-- Opening Marker --
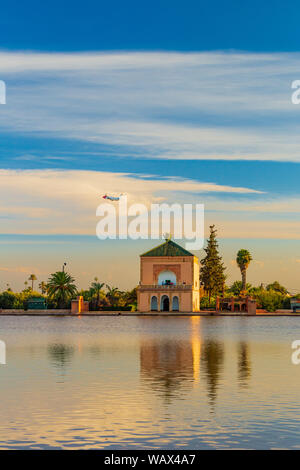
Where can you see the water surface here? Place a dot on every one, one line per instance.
(149, 382)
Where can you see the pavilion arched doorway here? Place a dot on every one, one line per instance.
(153, 306)
(175, 304)
(165, 304)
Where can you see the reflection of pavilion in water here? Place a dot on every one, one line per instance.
(166, 365)
(172, 367)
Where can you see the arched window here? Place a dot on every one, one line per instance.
(165, 303)
(175, 304)
(153, 306)
(166, 278)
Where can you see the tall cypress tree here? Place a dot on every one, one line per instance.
(212, 267)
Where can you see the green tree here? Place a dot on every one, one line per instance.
(43, 287)
(61, 288)
(112, 295)
(275, 286)
(243, 259)
(237, 287)
(212, 272)
(32, 278)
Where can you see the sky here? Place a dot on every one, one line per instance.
(178, 102)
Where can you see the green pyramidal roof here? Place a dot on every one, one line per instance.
(169, 248)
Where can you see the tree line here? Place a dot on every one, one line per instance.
(213, 280)
(61, 289)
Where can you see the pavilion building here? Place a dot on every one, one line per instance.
(169, 280)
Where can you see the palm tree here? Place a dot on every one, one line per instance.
(243, 259)
(96, 288)
(43, 287)
(61, 288)
(32, 278)
(112, 294)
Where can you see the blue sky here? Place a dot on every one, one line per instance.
(182, 101)
(192, 25)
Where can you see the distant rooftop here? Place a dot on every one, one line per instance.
(168, 248)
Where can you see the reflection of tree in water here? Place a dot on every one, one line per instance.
(60, 354)
(167, 366)
(212, 357)
(244, 364)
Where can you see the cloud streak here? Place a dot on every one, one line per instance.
(161, 105)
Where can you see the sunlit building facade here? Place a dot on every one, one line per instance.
(169, 280)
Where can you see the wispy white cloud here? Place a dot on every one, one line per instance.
(167, 105)
(49, 201)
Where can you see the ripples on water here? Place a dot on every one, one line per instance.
(142, 382)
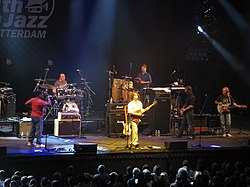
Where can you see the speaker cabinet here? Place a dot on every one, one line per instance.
(85, 148)
(159, 116)
(24, 129)
(183, 145)
(67, 127)
(115, 122)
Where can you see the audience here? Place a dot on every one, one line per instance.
(219, 175)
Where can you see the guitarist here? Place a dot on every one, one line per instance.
(135, 111)
(187, 111)
(224, 101)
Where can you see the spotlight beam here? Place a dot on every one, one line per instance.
(241, 23)
(230, 58)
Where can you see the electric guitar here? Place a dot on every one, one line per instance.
(126, 126)
(136, 117)
(225, 107)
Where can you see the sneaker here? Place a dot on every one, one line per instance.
(30, 144)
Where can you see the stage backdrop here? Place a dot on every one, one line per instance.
(95, 36)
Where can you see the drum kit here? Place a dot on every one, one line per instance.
(122, 89)
(64, 99)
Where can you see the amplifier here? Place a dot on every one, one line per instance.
(67, 127)
(24, 129)
(116, 107)
(68, 115)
-- Closing Marker --
Each line above is to be transcribed exactly, though its pictures are not.

Task result —
Where can you see the water surface here? Place a dot on every one, one line per instance.
(149, 382)
Where can you see the pavilion arched doorway here? Place a dot on every one, one line per instance.
(153, 306)
(175, 304)
(165, 304)
Where can you see the reflection of pavilion in water here? Place a dot on every one, one line per instance.
(166, 365)
(172, 367)
Where can you see the arched window here? Place a dot on every one, one line per instance.
(165, 303)
(175, 304)
(153, 306)
(166, 278)
Where can you see the tall cypress tree here? Place a dot on every one, one line per instance.
(212, 267)
Where can you see the green tree here? Place a dot on every one, one line per instance.
(43, 287)
(61, 288)
(112, 295)
(275, 286)
(243, 259)
(237, 287)
(212, 272)
(32, 278)
Where can you see the sky here? Place a dot on every one, one line per instance.
(178, 102)
Where can you see the green pyramidal roof here? Place a dot on every one, one line per instance.
(169, 248)
Where can you see the tree line here? Place a dot on every one, one line per instance.
(213, 280)
(61, 289)
Where can you see the pavilion building here? Place a dot on every one, one line per instance.
(169, 280)
Where can you see the palm tree here? Place a dot on every one, one line per instance.
(243, 259)
(96, 288)
(43, 287)
(61, 288)
(32, 278)
(112, 294)
Where can you see the blue sky here? Place a dot on every one, one line per instance.
(182, 101)
(192, 25)
Where can you see the distant rooftop here? Place a dot on every one, one line per instance.
(168, 248)
Where can you see the reflection of tree in water here? Place a dot on every one, one line per instance.
(60, 354)
(167, 366)
(212, 357)
(244, 364)
Where can you see the cloud streak here? Place a dot on every one, one line per instance.
(161, 105)
Where can you see the sunlit building facade here? Place a dot on every one, one line per instance.
(169, 280)
Where can you see the wispy white cloud here? Place a dot on every one, one line per instance.
(167, 105)
(49, 201)
Where can you see the ripples on water here? Place a dot on every one, one line per instance.
(142, 382)
Where can you see the speaker cabinet here? Place a dot on every one, one line per instance.
(85, 148)
(159, 116)
(24, 129)
(183, 145)
(67, 127)
(115, 122)
Where can you see the audience here? Place a dot on every one, one line per instance.
(219, 175)
Where can you see the guitarist here? Place a dot on every one, one line per instance.
(135, 111)
(187, 111)
(224, 101)
Where can you see the spotlight beam here? Place a dot on every one, one line per instance.
(241, 23)
(230, 58)
Where can you see the electric guitar here? Place a dot on every one, one line per instance.
(126, 126)
(136, 117)
(225, 107)
Where can you see the sneaker here? Place a dot on every one, one line per instance.
(30, 144)
Where can you see the stage backdrop here? Place a dot on every one, one line per instance.
(95, 36)
Where can you see the drum kit here? Place a dot on every one, one line per instance.
(122, 89)
(64, 99)
Where can you see the amplifier here? Place a dot on every one, one line per instance.
(67, 127)
(24, 129)
(116, 107)
(68, 115)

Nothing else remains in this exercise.